--- Brano estratto ---
====

Jack Lucas (Jeff Bridges) è un deejay che conduce un programma radiofonico di successo dove riceve chiamate di persone insicure, problematiche o prostitute che si sono intrattenute in un parcheggio con un senatore e a cui risponde con sagacia e sarcasmo pungente. Vive in un attico e presto gli faranno delle riprese dal vivo: non sarà solo più Jack Lucas, la voce; ma Jack Lucas, la faccia dietro la voce. Ma la disgrazia gli viene servita sullo schermo del televisore: uno psicopatico che lui aveva incitato durante il suo programma è entrato in un locale alla moda e a ha fatto una strage. Tre anni dopo Jack lavora come commesso nel videonoleggio della sua ragazza Anne Napolitano (Mercedes Ruehl), annega la depressione e l'irritazione nell'alcol fino a quando una sera tenta il suicidio e viene invece aggredito da alcuni ragazzi che lo scambiano per un barbone, ma gli viene in suo soccorso uno strano barbone, Parry (Robin Williams), che parla come un cavaliere errante dei miti di Re Artù che il mattino seguente gli racconta di essere in missione per conto di Dio: deve recuperare il Santo Graal nel centro di Manhattan, però non ce l'ha fa da solo ed è qui che entra in gioco Jack: lui è l'eletto. Inoltre Jack viene a conoscenza della tragedia che ha investito Parry quando tre anni fa uno psicopatico entrò in un locale e uccise tra gli altri anche sua moglie, e Jack, sentendosi responsabile, lo aiuta affinché riesca a far colpo sulla donna che lui ama, Lydia Sinclair (Amanda Plummer).

====

--- Materiale fornito ---
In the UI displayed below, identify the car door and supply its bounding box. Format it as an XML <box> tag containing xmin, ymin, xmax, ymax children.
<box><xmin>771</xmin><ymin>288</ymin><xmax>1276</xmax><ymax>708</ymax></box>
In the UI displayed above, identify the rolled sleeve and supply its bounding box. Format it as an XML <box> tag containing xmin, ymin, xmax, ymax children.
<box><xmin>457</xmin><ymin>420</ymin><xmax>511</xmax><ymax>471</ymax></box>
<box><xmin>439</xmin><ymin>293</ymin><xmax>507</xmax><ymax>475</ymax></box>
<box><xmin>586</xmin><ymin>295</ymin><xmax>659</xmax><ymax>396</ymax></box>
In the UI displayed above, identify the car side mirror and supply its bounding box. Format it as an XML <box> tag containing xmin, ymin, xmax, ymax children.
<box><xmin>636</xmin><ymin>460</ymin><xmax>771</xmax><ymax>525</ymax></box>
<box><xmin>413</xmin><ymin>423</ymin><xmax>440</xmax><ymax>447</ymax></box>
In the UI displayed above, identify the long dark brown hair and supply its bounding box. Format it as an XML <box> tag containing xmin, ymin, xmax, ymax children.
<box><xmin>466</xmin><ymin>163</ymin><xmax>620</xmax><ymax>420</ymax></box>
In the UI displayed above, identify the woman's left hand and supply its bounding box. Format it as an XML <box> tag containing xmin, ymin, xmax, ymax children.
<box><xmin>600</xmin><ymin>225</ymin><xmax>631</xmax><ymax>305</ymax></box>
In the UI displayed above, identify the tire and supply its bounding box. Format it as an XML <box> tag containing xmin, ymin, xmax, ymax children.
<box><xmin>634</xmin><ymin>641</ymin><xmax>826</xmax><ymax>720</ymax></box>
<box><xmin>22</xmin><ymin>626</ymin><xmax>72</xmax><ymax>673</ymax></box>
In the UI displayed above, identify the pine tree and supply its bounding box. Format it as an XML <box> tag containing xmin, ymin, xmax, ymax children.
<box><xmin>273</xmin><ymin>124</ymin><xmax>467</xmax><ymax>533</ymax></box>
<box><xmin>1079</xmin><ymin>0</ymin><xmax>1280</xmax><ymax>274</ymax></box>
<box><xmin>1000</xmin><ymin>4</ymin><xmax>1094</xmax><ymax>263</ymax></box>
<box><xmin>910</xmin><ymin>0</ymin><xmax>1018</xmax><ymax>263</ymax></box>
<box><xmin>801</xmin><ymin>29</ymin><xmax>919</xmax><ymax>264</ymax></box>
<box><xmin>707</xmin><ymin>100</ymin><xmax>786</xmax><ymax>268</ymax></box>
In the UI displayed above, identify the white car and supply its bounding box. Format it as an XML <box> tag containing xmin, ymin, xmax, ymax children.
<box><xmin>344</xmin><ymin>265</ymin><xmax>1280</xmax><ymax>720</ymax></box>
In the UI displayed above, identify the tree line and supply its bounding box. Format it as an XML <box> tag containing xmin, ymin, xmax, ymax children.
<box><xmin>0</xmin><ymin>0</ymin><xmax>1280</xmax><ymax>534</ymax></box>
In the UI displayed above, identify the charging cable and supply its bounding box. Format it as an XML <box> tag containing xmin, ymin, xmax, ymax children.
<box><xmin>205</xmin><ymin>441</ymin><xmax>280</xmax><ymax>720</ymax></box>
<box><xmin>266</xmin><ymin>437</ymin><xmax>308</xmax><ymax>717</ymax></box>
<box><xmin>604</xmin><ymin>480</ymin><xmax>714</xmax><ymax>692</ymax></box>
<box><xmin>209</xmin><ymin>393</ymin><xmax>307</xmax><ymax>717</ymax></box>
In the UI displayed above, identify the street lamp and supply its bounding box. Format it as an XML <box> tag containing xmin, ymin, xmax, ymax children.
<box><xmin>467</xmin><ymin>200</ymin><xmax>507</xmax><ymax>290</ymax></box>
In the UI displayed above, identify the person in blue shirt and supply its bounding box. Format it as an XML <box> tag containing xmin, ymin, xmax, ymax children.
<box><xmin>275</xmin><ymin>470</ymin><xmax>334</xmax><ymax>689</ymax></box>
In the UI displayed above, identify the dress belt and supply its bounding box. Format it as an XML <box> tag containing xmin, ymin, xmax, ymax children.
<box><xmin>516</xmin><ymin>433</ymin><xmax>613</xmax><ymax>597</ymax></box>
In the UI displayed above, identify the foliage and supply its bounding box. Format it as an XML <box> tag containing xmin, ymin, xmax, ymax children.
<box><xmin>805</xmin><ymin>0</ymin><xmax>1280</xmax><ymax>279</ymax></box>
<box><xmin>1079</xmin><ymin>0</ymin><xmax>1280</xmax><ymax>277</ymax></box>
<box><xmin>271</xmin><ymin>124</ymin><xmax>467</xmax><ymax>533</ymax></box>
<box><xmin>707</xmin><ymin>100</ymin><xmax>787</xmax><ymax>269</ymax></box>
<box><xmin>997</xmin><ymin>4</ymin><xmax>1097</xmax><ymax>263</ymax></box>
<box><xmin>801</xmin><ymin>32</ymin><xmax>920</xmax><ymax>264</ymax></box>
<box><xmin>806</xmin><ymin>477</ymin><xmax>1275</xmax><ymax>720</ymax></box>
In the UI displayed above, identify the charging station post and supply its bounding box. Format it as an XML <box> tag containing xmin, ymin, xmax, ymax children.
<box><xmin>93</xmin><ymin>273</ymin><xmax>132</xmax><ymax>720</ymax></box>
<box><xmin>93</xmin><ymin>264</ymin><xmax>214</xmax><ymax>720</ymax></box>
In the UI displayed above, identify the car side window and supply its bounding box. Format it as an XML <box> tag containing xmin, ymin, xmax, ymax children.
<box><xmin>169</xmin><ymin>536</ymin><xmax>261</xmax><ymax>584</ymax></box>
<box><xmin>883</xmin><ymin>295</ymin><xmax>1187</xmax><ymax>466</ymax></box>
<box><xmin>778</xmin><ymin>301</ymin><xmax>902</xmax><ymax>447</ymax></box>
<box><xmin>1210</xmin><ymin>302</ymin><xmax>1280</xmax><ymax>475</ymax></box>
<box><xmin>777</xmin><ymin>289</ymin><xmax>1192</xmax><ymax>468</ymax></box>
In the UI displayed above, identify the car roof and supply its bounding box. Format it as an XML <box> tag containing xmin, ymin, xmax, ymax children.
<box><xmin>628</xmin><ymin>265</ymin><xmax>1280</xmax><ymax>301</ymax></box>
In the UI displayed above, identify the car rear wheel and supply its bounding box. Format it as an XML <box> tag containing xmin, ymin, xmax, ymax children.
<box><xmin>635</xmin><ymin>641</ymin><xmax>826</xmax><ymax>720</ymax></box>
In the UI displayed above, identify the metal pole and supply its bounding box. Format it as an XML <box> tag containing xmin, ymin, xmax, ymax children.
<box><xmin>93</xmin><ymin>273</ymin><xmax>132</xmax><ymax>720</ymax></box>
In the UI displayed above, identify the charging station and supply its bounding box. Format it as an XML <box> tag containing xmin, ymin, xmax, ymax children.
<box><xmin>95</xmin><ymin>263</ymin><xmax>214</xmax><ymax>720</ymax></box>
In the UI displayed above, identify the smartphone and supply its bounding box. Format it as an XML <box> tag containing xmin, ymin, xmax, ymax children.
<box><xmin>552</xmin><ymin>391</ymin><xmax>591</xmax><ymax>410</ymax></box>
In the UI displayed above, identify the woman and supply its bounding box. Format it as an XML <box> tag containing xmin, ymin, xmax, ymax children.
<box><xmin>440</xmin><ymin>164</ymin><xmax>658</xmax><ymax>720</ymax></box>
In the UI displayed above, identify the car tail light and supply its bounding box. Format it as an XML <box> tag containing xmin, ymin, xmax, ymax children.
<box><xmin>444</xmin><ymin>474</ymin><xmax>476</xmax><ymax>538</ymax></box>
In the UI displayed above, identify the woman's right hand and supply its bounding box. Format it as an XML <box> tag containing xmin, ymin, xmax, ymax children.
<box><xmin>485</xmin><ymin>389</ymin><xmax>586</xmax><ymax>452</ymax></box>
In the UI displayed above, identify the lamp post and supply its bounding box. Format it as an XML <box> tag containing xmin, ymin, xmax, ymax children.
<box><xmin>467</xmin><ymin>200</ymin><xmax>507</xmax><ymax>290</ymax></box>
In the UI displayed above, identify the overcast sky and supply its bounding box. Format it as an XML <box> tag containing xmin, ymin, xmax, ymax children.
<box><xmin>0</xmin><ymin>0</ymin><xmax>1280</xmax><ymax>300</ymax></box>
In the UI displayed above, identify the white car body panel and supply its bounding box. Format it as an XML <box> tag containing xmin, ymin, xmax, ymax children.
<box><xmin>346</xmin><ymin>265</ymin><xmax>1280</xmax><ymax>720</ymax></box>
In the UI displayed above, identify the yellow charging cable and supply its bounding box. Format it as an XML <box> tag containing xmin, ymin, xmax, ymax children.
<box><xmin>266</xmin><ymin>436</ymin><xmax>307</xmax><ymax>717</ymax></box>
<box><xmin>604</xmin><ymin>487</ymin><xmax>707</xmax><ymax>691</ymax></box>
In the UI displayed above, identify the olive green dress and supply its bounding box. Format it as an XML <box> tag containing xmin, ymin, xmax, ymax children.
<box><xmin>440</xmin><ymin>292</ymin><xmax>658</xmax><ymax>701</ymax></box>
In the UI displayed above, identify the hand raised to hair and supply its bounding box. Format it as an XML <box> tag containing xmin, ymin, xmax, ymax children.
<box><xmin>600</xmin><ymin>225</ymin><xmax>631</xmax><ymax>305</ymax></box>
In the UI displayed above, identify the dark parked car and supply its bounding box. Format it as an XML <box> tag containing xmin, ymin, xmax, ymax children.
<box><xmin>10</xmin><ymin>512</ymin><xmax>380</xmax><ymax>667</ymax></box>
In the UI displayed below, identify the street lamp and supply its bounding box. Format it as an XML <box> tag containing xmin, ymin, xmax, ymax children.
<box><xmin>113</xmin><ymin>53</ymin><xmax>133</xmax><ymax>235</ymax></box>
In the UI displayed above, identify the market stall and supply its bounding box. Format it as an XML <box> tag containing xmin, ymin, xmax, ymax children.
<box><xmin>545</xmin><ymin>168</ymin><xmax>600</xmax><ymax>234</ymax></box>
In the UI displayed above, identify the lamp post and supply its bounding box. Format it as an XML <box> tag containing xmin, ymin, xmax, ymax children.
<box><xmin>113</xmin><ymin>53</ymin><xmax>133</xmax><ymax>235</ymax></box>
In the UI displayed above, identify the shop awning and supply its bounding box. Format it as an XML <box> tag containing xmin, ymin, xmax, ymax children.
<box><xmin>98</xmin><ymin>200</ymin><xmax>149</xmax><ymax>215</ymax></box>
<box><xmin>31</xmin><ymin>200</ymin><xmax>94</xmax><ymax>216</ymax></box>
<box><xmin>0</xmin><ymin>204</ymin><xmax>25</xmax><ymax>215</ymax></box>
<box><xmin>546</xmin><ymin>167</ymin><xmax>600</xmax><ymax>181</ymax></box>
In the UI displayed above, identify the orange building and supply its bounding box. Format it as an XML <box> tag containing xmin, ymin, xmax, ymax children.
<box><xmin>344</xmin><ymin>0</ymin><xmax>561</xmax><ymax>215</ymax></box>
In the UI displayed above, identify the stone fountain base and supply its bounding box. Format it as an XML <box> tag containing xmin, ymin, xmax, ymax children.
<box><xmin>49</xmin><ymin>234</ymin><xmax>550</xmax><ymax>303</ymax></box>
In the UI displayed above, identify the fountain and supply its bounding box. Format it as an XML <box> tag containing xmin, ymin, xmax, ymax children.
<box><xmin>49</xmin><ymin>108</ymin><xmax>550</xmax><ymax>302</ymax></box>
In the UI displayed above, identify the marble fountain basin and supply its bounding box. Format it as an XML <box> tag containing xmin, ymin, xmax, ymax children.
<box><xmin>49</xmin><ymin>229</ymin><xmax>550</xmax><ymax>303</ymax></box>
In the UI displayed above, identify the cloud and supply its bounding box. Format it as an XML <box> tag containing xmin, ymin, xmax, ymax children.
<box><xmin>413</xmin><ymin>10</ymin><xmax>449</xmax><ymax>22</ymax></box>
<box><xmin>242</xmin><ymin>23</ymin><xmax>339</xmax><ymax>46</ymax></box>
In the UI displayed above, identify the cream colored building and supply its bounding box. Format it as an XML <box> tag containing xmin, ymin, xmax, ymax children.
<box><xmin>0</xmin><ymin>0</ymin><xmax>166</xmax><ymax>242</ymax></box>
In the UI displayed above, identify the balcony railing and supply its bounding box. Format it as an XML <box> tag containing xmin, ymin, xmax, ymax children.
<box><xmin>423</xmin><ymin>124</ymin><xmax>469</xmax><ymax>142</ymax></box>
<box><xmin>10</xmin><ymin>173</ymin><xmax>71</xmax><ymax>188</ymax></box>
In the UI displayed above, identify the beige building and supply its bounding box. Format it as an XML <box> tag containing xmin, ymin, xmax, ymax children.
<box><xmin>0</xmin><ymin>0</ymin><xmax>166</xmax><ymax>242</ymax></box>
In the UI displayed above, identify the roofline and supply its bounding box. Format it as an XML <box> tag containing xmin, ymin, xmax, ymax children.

====

Risponda alle seguenti domande sul brano riportato sopra:
1. Che lavoro svolge Jack tre anni dopo la strage, e presso quale attività?
2. Che cosa racconta Parry di dover recuperare, e in quale luogo?
3. Come si chiama la donna amata da Parry?

--- Soluzione dell'esercizio ---
1. Lavora come commesso nel videonoleggio della sua ragazza, Anne Napolitano.
2. Deve recuperare il Santo Graal nel centro di Manhattan.
3. Si chiama Lydia Sinclair.